Work task> Would you repeat the entries below word for word and omit the pictures?

= = =

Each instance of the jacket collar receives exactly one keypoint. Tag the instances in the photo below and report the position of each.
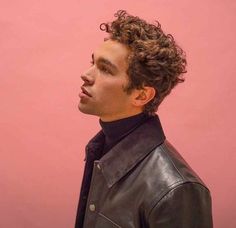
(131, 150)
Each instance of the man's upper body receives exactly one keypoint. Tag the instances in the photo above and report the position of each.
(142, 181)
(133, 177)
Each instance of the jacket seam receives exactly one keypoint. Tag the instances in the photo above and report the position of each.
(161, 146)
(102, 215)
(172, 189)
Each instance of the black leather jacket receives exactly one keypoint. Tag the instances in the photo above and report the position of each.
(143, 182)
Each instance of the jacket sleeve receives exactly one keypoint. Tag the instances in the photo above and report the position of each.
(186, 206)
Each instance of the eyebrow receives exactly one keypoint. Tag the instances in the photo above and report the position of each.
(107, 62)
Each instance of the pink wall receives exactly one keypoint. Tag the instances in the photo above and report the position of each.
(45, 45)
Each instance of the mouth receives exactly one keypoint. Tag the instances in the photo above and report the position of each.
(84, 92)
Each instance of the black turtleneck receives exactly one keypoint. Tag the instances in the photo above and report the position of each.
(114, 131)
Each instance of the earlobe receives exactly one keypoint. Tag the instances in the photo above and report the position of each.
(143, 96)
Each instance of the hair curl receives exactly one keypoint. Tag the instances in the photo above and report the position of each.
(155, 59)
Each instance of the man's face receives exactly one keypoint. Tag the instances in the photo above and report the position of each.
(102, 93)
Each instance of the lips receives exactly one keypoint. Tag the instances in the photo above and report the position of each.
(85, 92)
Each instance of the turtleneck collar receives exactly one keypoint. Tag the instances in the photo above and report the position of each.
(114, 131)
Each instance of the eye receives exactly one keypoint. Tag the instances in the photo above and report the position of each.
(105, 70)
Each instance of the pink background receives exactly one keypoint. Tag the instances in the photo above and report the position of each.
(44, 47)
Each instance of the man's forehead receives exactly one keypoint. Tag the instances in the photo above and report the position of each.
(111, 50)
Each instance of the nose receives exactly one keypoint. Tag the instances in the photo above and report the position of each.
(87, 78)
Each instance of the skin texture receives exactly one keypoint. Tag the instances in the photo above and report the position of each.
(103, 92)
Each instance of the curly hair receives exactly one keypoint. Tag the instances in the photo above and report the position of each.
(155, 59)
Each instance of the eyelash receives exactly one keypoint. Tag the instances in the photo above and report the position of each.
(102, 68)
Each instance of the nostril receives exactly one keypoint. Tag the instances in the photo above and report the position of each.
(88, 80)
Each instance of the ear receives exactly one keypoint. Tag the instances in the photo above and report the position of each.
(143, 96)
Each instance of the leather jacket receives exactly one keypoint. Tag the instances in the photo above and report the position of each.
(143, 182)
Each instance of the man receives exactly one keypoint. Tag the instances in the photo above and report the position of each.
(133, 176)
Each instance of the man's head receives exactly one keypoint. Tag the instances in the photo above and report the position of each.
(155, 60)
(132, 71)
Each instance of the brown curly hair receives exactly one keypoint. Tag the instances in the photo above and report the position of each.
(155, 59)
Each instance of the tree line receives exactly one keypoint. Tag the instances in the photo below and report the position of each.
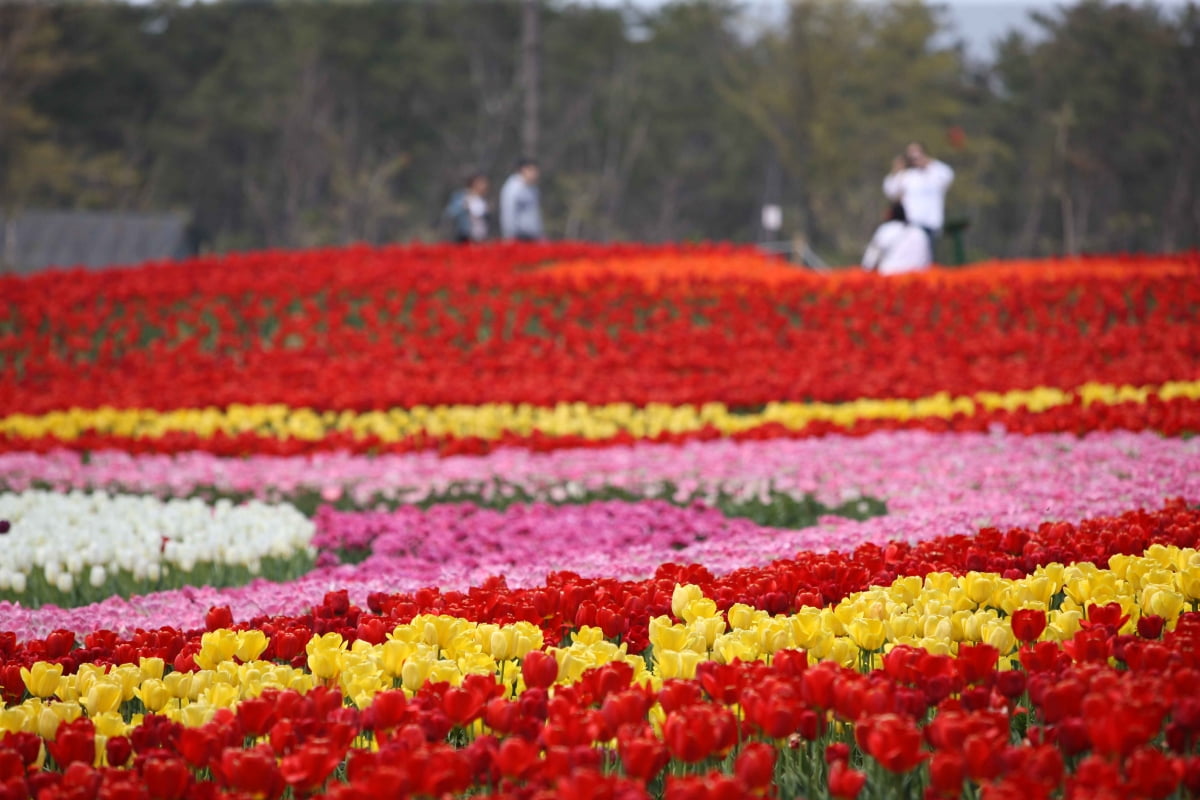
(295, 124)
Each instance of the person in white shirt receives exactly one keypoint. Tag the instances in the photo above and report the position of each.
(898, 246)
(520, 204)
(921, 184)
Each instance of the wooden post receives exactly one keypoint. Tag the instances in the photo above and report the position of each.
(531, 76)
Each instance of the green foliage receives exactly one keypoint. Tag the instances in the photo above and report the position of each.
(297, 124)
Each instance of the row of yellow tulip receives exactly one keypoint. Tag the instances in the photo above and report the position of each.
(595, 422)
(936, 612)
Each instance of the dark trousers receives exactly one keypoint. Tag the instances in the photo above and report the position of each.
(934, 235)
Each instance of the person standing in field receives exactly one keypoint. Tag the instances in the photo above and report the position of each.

= = =

Output below>
Each instance of the jacket collar receives exactly one keypoint. Tag the instances in the photo below and report the position of each.
(131, 150)
Each instance of the man's upper body receives exactly one keypoint. Tag the instances in the photo above and report the position of each.
(142, 181)
(133, 177)
Each instance of the jacket seam receives exactly one keypoint. Tag the instances in the photo above and report the position of each.
(161, 146)
(102, 215)
(172, 189)
Each instance of the black leather jacket receives exactly one keypoint. Tag the instances in the photo above and report the position of each.
(143, 182)
Each instance of the jacket sleeve receives exactly one keypoint. Tag the instances in the photo above and report the position of each.
(186, 206)
Each instance of the eyebrow receives exactly one keypoint. Tag the instances in the photo above and report the position of each.
(107, 62)
Each instance of the pink wall receives exactly one keypoint. Tag the instances in the photo above and report the position of each.
(45, 45)
Each instance of the mouth receives exactly one keypoint. Tag the instances in the photo above and report the position of each.
(84, 92)
Each instance of the black turtleneck receives exactly one keypoint. Tag the instances in the photo above and report the position of each.
(114, 131)
Each instance of the earlobe receives exactly one keypoint. Tag the instances in the photo above and report the position of each.
(143, 96)
Each instance of the hair curl receives exactly one keypoint. Tag the instances in the photo above and report the position of each.
(155, 59)
Each instance of the man's face receives exactly one keypoint. Tag the instances in the photo above and report the position of each.
(102, 93)
Each instance of the lips receives exactly one keypoint. Tag the instances in the photo above and report the position of each.
(85, 92)
Each instance of the turtleneck collar receives exactly one keypoint. Tag the instances in the photo above and report the position of each.
(114, 131)
Each instance of the eye receives exactly one keypoint. Tag the instances in the photo above and report the position of each.
(105, 70)
Each instance of the pink background receives exactly one keypoint. Tag the instances in the photo above and report the position of each.
(44, 47)
Each instance of the man's forehead receives exactly one keypoint. Tag the instances in the photo above and report the position of each.
(111, 50)
Each instance of the nose receives exactly one keypoint. Tag the instances in the photo above and report the position of each.
(87, 78)
Each instance of the skin texture receives exactly one keypoint. Tag the instances in the photo above and report the position of each.
(103, 92)
Each instance of the curly hair receives exactly one keypoint. Tag the instances in the photo above and report the position of each.
(155, 59)
Each instance of the eyelash receives exactly one keypoint. Tag the instances in the photo above and report the position of each.
(102, 68)
Each instance of the nostril receives exactly one keypoint. Tag the instances in the photo above and report the position of each.
(88, 80)
Each instance of the ear receives exactly one keypoint. Tag the instances in the photo above and report the position of each.
(143, 96)
Each instance of the leather jacket receives exactly one keypoint. Tag the instances in the photo above and report the position of each.
(143, 182)
Each instance of the man receives exactly one keypoint. Tag the instances in the photo above and report the position of each.
(133, 176)
Each instance of the man's head receives exactly one keypoint. Tag the instances in the photo above and report the position of each.
(155, 60)
(132, 71)
Each instance of the brown curly hair receives exactly one keypoint. Tag the instances in the photo above and report the position of each.
(155, 59)
Each instance of the tree line receives exactly one keypoint. Tag the instances in the photo below and report the position of each.
(295, 124)
Each instance of the person in white shirt receives exactly one keypoint. Tag the instances in the photo above and report the position of each.
(898, 246)
(520, 204)
(921, 184)
Each instance of the wooden post receives exactly one keypoint. Tag the instances in the photo above and report the position of each.
(531, 76)
Each instance of the green foliage receives exactly one keypoint. Tag the instances in the photo above and report the position of each.
(297, 124)
Each instance of the row of yellow tulip receives exactly one keypoint. Tag the instances in the photo above and report the position of each.
(595, 422)
(936, 612)
Each instance of the dark trousers receives exactly one keypoint. Tag the instances in the photo above and report the position of each.
(934, 235)
Each instance of the person standing in field receives exactly one keypoint. Tag the instances in the photo above and report the position of each.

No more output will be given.